## DATA SUPPLIED
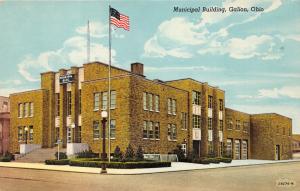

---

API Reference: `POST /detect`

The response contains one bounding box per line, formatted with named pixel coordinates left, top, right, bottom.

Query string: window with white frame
left=155, top=95, right=159, bottom=112
left=102, top=92, right=108, bottom=110
left=93, top=121, right=100, bottom=140
left=193, top=115, right=201, bottom=128
left=94, top=93, right=100, bottom=111
left=148, top=94, right=153, bottom=111
left=143, top=92, right=148, bottom=110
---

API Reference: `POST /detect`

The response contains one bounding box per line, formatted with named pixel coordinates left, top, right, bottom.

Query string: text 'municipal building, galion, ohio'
left=10, top=62, right=292, bottom=160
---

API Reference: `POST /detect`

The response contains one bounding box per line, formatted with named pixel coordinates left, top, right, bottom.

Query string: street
left=0, top=162, right=300, bottom=191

## YOUR INSTRUCTIONS
Copy every line of the rows above that contains the string "Query", and match the case exactly.

## RESULT
Query string: window with white frame
Query string: text 'municipal building, galion, ohio'
Query string: street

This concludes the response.